▶ What you are asked to do:
Could you write out the records again, beginning at the line that has "Spot car windshield here." and stopping after the line that has "[264,156,356,217]", with "asphalt" replaced by "concrete" and nothing else changed?

+++ Task inputs +++

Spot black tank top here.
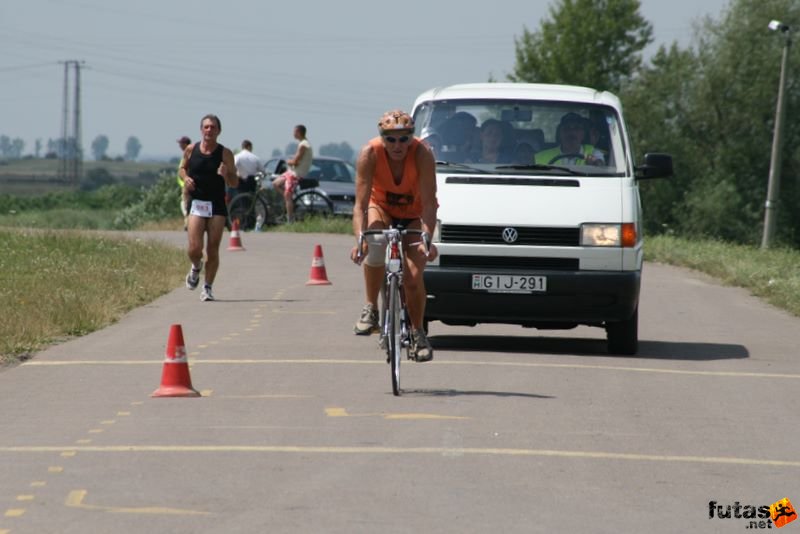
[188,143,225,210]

+++
+++ Task inputs +++

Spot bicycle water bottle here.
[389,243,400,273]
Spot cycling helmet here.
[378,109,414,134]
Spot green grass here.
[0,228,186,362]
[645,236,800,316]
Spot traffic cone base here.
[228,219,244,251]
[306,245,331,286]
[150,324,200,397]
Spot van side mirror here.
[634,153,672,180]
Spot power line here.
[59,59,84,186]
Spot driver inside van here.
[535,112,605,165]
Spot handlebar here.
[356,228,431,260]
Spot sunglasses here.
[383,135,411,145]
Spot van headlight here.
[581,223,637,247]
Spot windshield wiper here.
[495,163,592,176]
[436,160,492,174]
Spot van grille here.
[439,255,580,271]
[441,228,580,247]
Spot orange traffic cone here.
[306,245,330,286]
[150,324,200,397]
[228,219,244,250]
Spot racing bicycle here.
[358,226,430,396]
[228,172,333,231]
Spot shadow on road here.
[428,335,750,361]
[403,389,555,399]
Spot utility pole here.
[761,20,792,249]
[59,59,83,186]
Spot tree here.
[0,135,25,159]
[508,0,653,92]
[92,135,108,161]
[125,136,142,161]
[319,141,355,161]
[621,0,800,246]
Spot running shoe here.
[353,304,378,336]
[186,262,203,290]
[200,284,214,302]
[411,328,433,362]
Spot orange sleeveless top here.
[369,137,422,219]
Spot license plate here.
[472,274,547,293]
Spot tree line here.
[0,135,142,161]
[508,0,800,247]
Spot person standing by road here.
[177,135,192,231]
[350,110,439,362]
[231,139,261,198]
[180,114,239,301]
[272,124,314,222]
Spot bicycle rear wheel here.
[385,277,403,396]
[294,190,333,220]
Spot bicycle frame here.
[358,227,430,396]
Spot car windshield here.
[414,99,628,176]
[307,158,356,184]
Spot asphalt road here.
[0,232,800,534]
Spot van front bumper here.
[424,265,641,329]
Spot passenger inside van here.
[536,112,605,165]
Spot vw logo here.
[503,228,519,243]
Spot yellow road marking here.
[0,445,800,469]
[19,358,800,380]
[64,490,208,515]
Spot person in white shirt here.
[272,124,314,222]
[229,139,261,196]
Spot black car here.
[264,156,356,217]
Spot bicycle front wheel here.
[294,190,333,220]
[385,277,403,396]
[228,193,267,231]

+++

▶ Exercise answer:
Spot car windshield here.
[414,99,628,176]
[307,158,356,184]
Spot concrete road here.
[0,232,800,534]
Spot van front bumper here.
[424,265,641,329]
Spot passenger inside van here.
[536,112,605,165]
Spot vw logo here.
[503,228,519,243]
Spot yellow road marking here.
[0,445,800,469]
[19,358,800,380]
[64,490,208,515]
Spot person in white shirt here.
[272,124,314,222]
[229,139,261,196]
Spot black car here.
[264,156,356,217]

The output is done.